[start Extracted text]

Bug#273713: Lustre packaging

2006-09-08 Thread Jimmy Tang
Hi Alastair,

> The 2.6.16 code I have works for light use: survives some tests such as 
> bonnie, etc. 
> but hangs in large workloads: I'm debugging this, but would prefer to 
> target 2.6.17 for Etch. 
> (even if we don't get in the Etch release, I'd like to support the 
> stable kernel.) Some patches 
> ported to 2.6.17.

Out of curiousity what sort of heavy workloads are you trying out on the
system?

I'd be interested in testing the package out on a small test cluster
here as well for users who have heavy IO needs.

also is there any interest in testing these patches for 2.6.16/17 with
with the openib patches/stacks?


Jimmy.


-- 
Jimmy Tang
Trinity Centre for High Performance Computing,
Lloyd Building, Trinity College Dublin, Dublin 2, Ireland.
http://www.tchpc.tcd.ie/


-- 
To UNSUBSCRIBE, email to [EMAIL PROTECTED]
with a subject of "unsubscribe". Trouble? Contact [EMAIL PROTECTED]



Bug#273713: Lustre packaging

2006-09-08 Thread Jimmy Tang
Hi Alastair,

On Fri, Sep 08, 2006 at 01:24:44PM +0100, Alastair McKinstry wrote:
> >   
> None at the moment; we've a small test cluster that had driver issues up
> to 2.6.17, and so i'm trying out 2.6.17.

[end Extracted text]

* [What is needed] Reproduce the Lustre packaging thread word for word, from "also is there" up to and including "Dublin 2, Ireland.". The material after this thread is not needed for the work here.

[start Excerpted records]

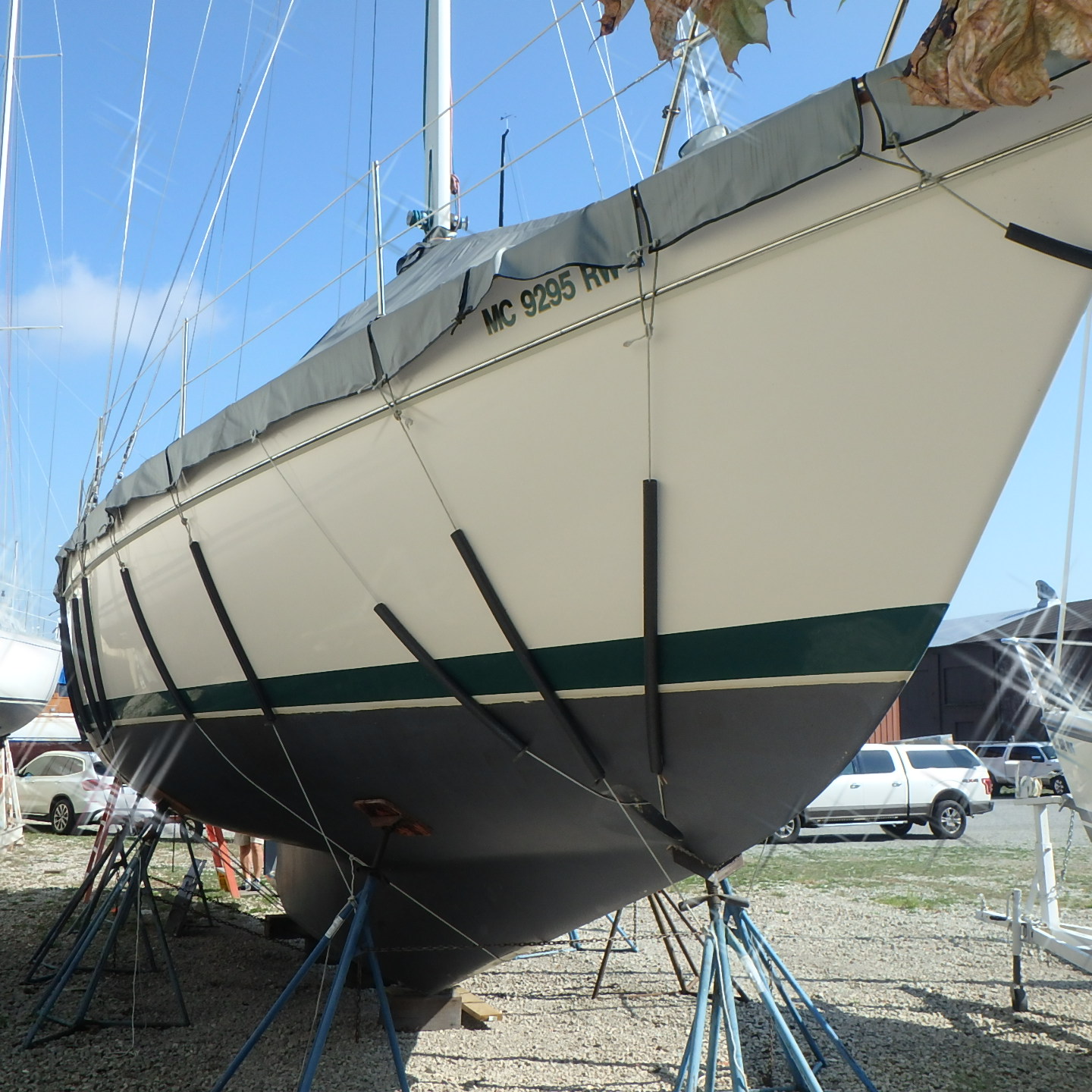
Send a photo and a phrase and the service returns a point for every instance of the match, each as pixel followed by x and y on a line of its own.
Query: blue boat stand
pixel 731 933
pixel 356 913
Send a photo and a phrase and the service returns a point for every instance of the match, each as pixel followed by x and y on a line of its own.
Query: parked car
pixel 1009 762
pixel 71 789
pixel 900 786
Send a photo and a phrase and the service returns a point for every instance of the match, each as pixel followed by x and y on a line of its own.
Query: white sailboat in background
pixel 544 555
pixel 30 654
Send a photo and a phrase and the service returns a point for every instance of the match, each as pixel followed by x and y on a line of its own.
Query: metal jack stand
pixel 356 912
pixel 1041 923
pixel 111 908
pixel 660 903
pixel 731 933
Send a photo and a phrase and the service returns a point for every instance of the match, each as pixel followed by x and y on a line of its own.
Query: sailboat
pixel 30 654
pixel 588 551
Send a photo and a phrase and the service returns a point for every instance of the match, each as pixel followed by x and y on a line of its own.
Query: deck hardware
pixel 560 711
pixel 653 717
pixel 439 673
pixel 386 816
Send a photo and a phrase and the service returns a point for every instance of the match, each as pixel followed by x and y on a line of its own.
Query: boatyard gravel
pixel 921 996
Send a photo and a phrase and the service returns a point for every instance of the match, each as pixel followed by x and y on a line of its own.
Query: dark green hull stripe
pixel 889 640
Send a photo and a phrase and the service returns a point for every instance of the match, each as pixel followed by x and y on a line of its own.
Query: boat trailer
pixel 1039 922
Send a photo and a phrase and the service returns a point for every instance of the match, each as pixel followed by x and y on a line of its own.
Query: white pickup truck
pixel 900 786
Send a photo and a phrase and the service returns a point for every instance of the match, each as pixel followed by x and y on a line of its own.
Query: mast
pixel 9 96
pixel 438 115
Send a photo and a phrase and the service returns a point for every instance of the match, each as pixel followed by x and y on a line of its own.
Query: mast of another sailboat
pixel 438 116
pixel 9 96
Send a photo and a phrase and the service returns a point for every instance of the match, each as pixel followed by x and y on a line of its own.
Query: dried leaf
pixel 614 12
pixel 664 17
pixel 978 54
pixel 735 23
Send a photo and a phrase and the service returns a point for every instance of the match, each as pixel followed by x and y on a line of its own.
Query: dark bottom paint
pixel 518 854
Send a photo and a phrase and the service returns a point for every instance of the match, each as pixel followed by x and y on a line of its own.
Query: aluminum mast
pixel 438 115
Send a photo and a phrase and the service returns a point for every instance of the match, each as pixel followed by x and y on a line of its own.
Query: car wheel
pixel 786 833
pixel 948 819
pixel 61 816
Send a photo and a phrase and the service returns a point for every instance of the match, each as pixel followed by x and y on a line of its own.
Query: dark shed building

[end Excerpted records]

* [Task solution]
also is there any interest in testing these patches for 2.6.16/17 with
with the openib patches/stacks?


Jimmy.


-- 
Jimmy Tang
Trinity Centre for High Performance Computing,
Lloyd Building, Trinity College Dublin, Dublin 2, Ireland.